§ What needs to be done
Output the lines below as a JSON list of strings, one string per line and with blank lines left out. Begin at the line that contains "Find the open" and stop after the line that contains "276), (168, 221)]".

§ Dataset entries
= = = =

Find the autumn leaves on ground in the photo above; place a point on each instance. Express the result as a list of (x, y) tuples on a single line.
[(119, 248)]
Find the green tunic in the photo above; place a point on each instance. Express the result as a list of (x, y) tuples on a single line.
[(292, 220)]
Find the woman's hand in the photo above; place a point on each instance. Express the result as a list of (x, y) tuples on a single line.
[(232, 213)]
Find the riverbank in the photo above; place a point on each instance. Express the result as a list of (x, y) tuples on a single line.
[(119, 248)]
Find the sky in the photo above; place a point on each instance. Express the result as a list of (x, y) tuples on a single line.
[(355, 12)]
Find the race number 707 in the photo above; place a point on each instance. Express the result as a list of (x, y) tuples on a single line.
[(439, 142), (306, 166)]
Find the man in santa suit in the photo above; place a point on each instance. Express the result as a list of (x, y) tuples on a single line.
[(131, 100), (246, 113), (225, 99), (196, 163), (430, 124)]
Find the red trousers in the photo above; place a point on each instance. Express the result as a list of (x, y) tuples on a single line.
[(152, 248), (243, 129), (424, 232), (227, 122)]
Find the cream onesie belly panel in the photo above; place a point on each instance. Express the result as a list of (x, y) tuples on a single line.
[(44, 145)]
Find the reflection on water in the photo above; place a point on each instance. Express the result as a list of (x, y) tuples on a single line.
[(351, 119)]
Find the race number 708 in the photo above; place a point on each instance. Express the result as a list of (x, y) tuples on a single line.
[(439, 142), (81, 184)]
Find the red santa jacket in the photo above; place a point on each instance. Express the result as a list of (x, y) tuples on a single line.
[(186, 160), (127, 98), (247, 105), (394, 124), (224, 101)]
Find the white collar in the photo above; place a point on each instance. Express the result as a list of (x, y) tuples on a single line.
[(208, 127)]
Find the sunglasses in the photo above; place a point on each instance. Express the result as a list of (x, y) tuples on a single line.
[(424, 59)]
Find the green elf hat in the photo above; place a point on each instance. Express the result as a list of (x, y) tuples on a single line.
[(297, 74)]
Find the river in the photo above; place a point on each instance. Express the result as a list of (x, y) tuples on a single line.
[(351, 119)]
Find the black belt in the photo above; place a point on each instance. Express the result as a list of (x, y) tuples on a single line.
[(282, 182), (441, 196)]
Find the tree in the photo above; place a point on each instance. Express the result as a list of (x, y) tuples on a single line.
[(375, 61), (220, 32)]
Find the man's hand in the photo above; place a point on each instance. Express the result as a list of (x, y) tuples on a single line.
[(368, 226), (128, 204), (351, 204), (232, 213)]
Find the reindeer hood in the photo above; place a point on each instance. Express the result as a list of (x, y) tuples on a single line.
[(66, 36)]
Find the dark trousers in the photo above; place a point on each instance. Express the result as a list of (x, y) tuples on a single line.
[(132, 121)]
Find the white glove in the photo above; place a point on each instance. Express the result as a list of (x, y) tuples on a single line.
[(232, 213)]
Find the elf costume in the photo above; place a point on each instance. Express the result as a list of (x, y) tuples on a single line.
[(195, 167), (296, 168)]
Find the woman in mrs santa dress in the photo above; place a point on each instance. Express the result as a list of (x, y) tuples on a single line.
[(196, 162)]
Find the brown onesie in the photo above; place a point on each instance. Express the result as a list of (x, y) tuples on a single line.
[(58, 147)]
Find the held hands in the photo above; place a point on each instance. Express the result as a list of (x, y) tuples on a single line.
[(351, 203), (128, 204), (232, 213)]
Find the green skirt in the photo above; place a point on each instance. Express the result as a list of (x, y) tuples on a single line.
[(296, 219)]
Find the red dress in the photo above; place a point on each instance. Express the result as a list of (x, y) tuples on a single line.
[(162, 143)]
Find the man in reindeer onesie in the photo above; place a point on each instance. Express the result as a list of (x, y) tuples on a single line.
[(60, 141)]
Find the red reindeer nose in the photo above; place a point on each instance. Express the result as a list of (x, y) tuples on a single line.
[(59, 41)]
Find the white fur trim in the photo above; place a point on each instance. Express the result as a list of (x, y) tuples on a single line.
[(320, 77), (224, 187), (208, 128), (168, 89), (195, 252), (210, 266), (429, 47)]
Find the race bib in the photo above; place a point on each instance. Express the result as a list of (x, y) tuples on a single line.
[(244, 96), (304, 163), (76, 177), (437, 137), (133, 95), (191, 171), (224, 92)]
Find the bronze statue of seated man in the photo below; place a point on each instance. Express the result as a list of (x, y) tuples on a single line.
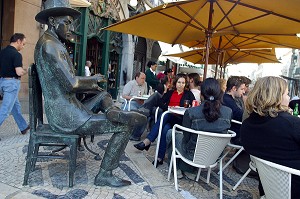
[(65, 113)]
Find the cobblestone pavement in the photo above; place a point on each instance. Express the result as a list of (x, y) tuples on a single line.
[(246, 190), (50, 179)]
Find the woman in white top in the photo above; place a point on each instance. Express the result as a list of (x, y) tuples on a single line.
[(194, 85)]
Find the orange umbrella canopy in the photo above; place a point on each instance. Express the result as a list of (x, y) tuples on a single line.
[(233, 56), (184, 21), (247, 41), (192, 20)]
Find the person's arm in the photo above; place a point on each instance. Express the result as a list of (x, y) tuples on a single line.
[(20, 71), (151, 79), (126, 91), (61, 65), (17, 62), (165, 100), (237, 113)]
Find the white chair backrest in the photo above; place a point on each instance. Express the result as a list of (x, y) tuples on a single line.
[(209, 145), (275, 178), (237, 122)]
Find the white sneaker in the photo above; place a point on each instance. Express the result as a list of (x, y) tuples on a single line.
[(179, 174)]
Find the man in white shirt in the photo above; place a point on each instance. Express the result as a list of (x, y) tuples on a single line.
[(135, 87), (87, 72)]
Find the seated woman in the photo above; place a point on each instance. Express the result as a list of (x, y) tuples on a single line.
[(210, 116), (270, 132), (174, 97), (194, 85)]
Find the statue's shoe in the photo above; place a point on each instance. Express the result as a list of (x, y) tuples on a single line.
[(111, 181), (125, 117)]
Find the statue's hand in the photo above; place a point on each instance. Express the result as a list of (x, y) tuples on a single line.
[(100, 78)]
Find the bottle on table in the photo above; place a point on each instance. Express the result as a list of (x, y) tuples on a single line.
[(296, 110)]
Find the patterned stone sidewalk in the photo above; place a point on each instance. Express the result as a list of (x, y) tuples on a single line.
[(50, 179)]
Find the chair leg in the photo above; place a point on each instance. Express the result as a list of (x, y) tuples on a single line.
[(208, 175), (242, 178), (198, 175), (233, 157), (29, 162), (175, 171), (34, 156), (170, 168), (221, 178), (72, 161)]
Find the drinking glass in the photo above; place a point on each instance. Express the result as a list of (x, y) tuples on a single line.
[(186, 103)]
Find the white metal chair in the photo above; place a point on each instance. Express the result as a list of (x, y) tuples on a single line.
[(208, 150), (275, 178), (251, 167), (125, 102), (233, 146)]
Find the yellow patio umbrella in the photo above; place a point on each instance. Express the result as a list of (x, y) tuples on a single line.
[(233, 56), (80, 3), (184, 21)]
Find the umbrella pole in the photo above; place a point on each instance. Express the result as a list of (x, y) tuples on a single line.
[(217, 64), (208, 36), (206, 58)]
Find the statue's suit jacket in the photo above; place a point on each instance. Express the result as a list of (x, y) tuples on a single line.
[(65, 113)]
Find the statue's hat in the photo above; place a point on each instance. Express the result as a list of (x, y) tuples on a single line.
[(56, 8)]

= = = =

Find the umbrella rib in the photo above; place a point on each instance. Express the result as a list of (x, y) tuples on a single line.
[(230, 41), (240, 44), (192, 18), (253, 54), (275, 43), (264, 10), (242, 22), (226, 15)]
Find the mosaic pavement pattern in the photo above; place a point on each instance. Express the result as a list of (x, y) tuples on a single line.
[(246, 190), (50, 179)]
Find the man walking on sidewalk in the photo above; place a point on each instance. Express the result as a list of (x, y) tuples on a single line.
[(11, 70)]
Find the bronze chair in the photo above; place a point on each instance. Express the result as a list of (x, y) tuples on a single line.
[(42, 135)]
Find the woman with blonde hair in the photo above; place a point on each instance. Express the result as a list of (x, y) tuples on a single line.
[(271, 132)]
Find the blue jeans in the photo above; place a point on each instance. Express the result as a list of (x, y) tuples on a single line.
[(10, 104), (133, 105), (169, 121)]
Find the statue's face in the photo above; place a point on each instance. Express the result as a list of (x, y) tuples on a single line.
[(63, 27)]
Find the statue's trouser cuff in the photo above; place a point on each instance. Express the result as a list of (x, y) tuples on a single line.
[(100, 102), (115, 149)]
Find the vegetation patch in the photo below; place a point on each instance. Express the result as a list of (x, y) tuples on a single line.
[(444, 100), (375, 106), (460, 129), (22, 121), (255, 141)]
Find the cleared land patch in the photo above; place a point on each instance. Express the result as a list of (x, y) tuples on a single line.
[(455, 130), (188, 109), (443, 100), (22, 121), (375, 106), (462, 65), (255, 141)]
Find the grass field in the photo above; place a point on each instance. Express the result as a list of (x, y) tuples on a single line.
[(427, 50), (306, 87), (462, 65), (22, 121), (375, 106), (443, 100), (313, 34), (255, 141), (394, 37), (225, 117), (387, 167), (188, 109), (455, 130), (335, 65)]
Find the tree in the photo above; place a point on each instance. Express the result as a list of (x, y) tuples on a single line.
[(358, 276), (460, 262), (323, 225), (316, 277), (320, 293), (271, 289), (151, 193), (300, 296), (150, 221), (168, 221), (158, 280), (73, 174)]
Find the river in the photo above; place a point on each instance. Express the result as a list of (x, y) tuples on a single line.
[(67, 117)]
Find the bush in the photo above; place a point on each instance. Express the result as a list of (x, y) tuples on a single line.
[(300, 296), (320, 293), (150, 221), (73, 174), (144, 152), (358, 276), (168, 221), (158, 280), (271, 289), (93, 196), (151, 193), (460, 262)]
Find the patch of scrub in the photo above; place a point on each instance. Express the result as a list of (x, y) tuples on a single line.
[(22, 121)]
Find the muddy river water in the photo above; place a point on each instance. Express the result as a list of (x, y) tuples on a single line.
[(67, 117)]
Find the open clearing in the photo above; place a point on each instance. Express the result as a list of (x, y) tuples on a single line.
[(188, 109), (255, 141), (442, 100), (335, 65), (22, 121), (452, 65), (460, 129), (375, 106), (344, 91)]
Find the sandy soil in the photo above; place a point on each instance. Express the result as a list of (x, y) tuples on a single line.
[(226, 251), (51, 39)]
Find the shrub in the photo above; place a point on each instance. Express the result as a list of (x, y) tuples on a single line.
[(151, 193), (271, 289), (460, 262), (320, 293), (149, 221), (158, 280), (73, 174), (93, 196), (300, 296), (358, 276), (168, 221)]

= = = =

§ Solution to this exercise
[
  "Find the open clearing in the photo above; place a point on each instance. Express the result as a list of (x, y) tuples on a single line.",
  "[(188, 109), (255, 141), (442, 100), (335, 65), (22, 121), (452, 65), (460, 129), (375, 106), (344, 91)]",
  "Find the sandy soil in the photo above; place a point on each instance. Express the result as a list of (x, y) tuples on a single line.",
  "[(226, 251), (51, 39)]",
  "Find the shrub in the photo above; place a point on each instance. Express the result as a list of (x, y) tuples on a single line.",
  "[(151, 193), (271, 289), (460, 262), (320, 293), (149, 221), (158, 280), (73, 174), (93, 196), (300, 296), (358, 276), (168, 221)]"
]